_Written instruction_
Which lines in the entries below contain the word "light"? Show each of those lines in full.

_Extracted information_

──────

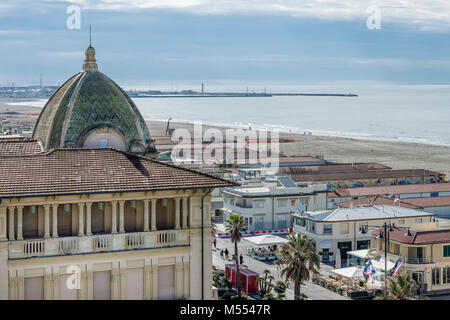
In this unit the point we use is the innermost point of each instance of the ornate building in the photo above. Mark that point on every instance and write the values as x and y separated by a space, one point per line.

──────

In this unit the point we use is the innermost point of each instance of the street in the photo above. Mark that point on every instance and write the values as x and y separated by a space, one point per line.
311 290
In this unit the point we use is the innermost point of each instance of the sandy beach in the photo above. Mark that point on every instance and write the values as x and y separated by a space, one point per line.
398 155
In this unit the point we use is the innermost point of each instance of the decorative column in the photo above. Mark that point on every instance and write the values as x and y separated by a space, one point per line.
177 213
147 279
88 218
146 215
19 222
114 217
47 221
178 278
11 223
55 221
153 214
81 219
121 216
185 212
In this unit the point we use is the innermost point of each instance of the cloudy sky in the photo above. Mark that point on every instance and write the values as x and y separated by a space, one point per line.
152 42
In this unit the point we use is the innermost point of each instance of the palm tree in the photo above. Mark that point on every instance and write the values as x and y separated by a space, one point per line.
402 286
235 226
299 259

──────

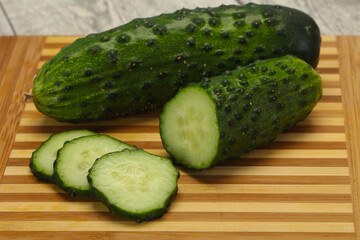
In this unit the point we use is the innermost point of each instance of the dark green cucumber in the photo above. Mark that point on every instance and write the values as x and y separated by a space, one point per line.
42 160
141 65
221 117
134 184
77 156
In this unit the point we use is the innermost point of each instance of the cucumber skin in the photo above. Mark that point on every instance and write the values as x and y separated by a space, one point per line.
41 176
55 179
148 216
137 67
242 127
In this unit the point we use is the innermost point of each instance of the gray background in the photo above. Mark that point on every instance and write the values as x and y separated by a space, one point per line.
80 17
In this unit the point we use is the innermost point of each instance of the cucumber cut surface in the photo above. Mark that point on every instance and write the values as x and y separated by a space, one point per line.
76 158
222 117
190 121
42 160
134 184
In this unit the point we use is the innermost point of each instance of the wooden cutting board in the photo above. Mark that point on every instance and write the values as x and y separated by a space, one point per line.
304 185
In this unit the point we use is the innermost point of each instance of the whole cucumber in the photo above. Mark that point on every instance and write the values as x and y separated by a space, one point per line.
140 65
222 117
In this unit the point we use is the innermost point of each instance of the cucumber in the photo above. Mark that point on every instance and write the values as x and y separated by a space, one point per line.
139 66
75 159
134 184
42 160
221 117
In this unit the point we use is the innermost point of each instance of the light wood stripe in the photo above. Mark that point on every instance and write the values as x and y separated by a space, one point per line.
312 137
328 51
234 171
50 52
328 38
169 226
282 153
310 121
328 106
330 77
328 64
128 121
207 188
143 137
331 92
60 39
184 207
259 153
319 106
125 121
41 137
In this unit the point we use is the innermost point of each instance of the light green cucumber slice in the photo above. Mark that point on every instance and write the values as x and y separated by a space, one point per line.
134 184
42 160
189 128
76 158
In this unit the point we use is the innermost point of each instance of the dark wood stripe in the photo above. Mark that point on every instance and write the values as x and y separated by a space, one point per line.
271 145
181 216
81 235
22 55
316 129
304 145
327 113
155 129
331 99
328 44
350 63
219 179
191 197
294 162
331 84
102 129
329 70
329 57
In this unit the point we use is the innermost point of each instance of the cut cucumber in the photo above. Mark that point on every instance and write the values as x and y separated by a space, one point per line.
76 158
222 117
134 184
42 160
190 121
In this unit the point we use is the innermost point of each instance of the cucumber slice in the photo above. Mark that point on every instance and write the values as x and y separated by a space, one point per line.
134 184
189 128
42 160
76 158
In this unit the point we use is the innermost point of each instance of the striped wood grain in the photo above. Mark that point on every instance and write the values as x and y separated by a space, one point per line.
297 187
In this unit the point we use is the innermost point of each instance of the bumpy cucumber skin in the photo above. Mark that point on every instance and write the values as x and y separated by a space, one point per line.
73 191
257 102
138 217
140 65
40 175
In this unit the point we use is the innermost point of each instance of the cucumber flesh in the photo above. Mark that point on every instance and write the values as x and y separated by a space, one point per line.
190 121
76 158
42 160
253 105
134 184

──────

_Answer below_
In this unit the point we use is the innermost point of each instance of the light wood stripe in the photo above. Mark that point on every instance and write the values as x and y separated by a space, one point per line.
In this unit the point we use is the innermost point of each instance of the light green cucumber slice in the photo above. Mark that point on every instance and write the values as x and y separated by a space, one point per line.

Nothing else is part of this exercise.